Tugas Tertulis: Tulis ulang seluruh daftar di bawah ini sebagai CSV dua kolom bernama teks dan jawaban, dengan satu baris untuk setiap teks beserta jawabannya. Apit setiap isian dengan tanda kutip dan ganti setiap jeda baris dengan spasi.

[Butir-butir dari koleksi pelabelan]

________________________________________

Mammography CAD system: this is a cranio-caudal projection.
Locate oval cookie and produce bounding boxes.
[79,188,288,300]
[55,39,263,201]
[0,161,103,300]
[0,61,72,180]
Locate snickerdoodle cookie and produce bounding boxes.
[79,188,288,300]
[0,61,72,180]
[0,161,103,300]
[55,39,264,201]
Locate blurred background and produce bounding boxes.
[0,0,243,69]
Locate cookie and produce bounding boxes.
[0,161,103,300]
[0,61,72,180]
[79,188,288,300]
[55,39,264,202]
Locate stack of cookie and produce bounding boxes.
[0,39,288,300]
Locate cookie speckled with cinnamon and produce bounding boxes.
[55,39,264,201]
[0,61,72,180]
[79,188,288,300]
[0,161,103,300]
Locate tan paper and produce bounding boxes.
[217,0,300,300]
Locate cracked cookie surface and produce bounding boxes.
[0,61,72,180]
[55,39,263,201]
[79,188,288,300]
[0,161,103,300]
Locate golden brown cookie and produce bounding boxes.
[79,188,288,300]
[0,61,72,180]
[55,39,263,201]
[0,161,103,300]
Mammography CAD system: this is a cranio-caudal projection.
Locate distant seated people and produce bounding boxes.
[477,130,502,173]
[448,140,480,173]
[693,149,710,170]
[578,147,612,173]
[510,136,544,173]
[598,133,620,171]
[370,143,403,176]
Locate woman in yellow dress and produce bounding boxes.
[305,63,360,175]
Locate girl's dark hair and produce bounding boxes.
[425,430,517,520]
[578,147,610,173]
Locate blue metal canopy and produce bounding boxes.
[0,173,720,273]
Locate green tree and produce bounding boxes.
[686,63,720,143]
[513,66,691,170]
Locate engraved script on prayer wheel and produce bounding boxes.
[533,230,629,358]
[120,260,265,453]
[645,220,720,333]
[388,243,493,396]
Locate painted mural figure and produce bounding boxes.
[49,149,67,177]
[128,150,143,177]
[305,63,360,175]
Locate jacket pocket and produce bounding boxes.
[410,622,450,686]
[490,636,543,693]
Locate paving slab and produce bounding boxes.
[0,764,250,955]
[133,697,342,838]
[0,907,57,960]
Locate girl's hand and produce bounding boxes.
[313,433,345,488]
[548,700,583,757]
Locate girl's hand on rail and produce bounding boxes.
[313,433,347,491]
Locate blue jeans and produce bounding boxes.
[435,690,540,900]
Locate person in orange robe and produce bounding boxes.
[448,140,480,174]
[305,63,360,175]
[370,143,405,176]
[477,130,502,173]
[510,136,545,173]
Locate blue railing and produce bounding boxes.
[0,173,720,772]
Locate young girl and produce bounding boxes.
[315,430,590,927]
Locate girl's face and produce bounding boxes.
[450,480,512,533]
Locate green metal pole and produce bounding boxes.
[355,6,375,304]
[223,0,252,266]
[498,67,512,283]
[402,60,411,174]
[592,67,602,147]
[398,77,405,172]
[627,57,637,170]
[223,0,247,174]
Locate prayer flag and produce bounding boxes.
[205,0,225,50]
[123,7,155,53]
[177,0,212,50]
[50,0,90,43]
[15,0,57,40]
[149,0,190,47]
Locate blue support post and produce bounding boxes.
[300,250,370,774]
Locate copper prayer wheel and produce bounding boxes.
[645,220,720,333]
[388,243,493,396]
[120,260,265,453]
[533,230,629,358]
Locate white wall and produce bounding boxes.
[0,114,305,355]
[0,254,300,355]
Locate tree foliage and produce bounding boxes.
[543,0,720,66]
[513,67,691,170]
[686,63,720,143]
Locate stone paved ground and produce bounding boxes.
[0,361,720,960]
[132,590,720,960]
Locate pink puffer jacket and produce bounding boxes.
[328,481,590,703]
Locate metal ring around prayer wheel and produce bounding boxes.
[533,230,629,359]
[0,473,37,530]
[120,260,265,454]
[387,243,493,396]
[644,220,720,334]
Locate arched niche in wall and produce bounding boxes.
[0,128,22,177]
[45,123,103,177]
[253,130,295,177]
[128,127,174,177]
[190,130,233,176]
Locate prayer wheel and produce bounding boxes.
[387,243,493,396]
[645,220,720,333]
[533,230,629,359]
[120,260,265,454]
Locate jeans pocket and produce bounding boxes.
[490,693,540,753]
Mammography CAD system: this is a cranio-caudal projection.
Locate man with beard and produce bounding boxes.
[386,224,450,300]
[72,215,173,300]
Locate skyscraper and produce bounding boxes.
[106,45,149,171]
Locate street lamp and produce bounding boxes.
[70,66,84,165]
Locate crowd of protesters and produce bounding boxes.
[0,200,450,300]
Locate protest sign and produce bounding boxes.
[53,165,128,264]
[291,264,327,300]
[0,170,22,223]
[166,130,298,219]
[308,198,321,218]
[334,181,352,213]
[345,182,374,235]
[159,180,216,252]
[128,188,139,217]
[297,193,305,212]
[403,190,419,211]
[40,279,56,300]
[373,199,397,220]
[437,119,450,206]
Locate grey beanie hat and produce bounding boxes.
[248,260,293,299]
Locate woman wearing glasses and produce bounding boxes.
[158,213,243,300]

________________________________________

Jawaban:
teks,jawaban
"Mammography CAD system: this is a cranio-caudal projection. Locate oval cookie and produce bounding boxes.","[79,188,288,300] [55,39,263,201] [0,161,103,300] [0,61,72,180]"
"Locate snickerdoodle cookie and produce bounding boxes.","[79,188,288,300] [0,61,72,180] [0,161,103,300] [55,39,264,201]"
"Locate blurred background and produce bounding boxes.","[0,0,243,69]"
"Locate cookie and produce bounding boxes.","[0,161,103,300] [0,61,72,180] [79,188,288,300] [55,39,264,202]"
"Locate stack of cookie and produce bounding boxes.","[0,39,288,300]"
"Locate cookie speckled with cinnamon and produce bounding boxes.","[55,39,264,201] [0,61,72,180] [79,188,288,300] [0,161,103,300]"
"Locate tan paper and produce bounding boxes.","[217,0,300,300]"
"Locate cracked cookie surface and produce bounding boxes.","[0,61,72,180] [55,39,263,201] [79,188,288,300] [0,161,103,300]"
"Locate golden brown cookie and produce bounding boxes.","[79,188,288,300] [0,61,72,180] [55,39,263,201] [0,161,103,300]"
"Mammography CAD system: this is a cranio-caudal projection. Locate distant seated people and produce bounding boxes.","[477,130,502,173] [448,140,480,173] [693,149,710,170] [578,147,612,173] [510,136,544,173] [598,133,620,171] [370,143,403,176]"
"Locate woman in yellow dress and produce bounding boxes.","[305,63,360,175]"
"Locate girl's dark hair and produce bounding boxes.","[425,430,517,520] [578,147,610,173]"
"Locate blue metal canopy and produce bounding boxes.","[0,173,720,273]"
"Locate green tree and produce bounding boxes.","[686,63,720,143] [513,66,691,170]"
"Locate engraved script on prayer wheel and produce bounding boxes.","[533,230,629,358] [120,260,265,453] [645,220,720,333] [388,243,493,396]"
"Locate painted mural figure and produce bounding boxes.","[49,149,67,177] [128,150,143,177] [305,63,360,175]"
"Locate jacket pocket and produce bounding boxes.","[410,622,450,686] [490,636,543,693]"
"Locate paving slab and produce bounding boxes.","[0,764,250,955] [133,697,342,838] [0,907,57,960]"
"Locate girl's hand and produce bounding boxes.","[313,433,345,488] [548,700,583,757]"
"Locate girl's hand on rail and produce bounding boxes.","[313,433,347,491]"
"Locate blue jeans and produce bounding boxes.","[435,690,540,900]"
"Locate person in orange robe and produce bounding boxes.","[448,140,480,174] [305,63,360,175] [370,143,405,176] [477,130,502,173] [510,136,545,173]"
"Locate blue railing and produce bounding boxes.","[0,173,720,772]"
"Locate young girl and produce bounding boxes.","[315,430,590,927]"
"Locate girl's face and produce bounding boxes.","[450,480,512,533]"
"Locate green metal pole and produce bounding boxes.","[355,6,375,304] [223,0,252,266] [498,67,512,283] [402,60,411,174] [592,67,602,147] [398,77,405,172] [627,57,637,170] [223,0,247,174]"
"Locate prayer flag and produce bounding boxes.","[205,0,225,50] [123,7,155,53] [177,0,212,50] [50,0,90,43] [15,0,57,40] [149,0,190,47]"
"Locate blue support post and produce bounding boxes.","[300,250,370,774]"
"Locate copper prayer wheel and produce bounding boxes.","[645,220,720,333] [388,243,493,396] [120,260,265,453] [533,230,629,358]"
"Locate white wall and produce bounding boxes.","[0,114,305,355] [0,254,300,355]"
"Locate tree foliage and produce bounding boxes.","[543,0,720,66] [513,67,691,170] [686,63,720,143]"
"Locate stone paved ground and produce bounding boxes.","[0,361,720,960] [132,590,720,960]"
"Locate pink puffer jacket and produce bounding boxes.","[328,481,590,703]"
"Locate metal ring around prayer wheel and produce bounding boxes.","[533,230,629,359] [0,473,37,530] [120,260,265,454] [387,243,493,396] [644,220,720,334]"
"Locate arched niche in wall and produce bounding boxes.","[0,128,22,177] [45,123,103,177] [253,130,295,177] [128,127,174,177] [190,130,233,176]"
"Locate prayer wheel and produce bounding boxes.","[387,243,493,396] [645,220,720,333] [533,230,629,359] [120,260,265,454]"
"Locate jeans pocket and produce bounding boxes.","[490,693,540,753]"
"Mammography CAD system: this is a cranio-caudal projection. Locate man with beard and produce bounding boxes.","[386,224,450,300] [72,215,173,300]"
"Locate skyscraper and produce bounding boxes.","[106,45,149,171]"
"Locate street lamp and produce bounding boxes.","[70,66,84,165]"
"Locate crowd of protesters and produce bounding boxes.","[0,200,450,300]"
"Locate protest sign and produce bounding boxes.","[53,165,128,264] [291,264,327,300] [0,170,22,223] [166,130,298,219] [308,198,321,218] [334,181,352,213] [345,182,374,235] [159,180,216,252] [128,188,139,217] [297,193,305,212] [403,190,419,211] [40,279,56,300] [373,199,397,220] [437,119,450,206]"
"Locate grey beanie hat and produce bounding boxes.","[248,260,293,299]"
"Locate woman wearing glasses and produce bounding boxes.","[158,213,243,300]"